Referring expression data
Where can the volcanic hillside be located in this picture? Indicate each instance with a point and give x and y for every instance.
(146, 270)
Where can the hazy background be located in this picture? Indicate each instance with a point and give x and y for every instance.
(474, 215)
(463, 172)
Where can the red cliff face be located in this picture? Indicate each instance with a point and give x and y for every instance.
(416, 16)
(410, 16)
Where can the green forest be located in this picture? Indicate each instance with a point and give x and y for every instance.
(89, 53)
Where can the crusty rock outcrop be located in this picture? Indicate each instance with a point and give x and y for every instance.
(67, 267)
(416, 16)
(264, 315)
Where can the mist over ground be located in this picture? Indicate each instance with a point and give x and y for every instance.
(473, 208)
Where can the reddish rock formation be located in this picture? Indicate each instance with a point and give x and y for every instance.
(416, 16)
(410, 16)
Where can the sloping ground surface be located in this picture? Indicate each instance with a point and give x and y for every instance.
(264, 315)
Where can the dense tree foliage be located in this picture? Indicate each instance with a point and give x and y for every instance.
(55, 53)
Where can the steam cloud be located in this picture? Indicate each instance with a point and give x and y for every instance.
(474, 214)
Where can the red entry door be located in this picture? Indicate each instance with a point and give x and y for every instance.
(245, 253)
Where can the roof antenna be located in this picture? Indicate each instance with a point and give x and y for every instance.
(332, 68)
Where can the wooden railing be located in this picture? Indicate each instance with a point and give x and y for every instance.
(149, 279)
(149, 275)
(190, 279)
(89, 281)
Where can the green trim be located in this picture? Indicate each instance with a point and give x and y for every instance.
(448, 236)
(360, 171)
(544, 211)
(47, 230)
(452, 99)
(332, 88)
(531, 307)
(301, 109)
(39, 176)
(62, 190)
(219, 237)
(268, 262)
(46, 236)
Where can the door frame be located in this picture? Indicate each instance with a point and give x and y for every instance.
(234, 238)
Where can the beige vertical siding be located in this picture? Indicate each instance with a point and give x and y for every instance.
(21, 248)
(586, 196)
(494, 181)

Task requirements:
Starting with the line that contains "Where can the red entry", return each line through the last one of the data above, exactly as written and nothing more.

Exercise response:
Where can the red entry door be located in this picture? Indicate each instance with a point and give x and y for every instance.
(245, 253)
Where can the roof antenna be located in this picture? Indicate each instance with a point and give x and y for every instance.
(332, 68)
Where can the wooden railing be located in this picture? Indicate each instance with a point and give x and y for every instance.
(149, 279)
(149, 275)
(190, 279)
(89, 281)
Where can the green trim be located in this picture? Indicate each instance with a point and give x and y for every instance.
(448, 236)
(360, 171)
(544, 211)
(47, 230)
(452, 99)
(332, 88)
(531, 307)
(301, 109)
(39, 176)
(62, 190)
(219, 237)
(268, 262)
(46, 236)
Where can the door frame be located in this picture? Indicate each instance with a point and give x and y for every instance.
(234, 238)
Where can the beige vertical siding be located in this picture? Indicate each instance with a point and give x and y for every instance.
(21, 248)
(586, 196)
(494, 181)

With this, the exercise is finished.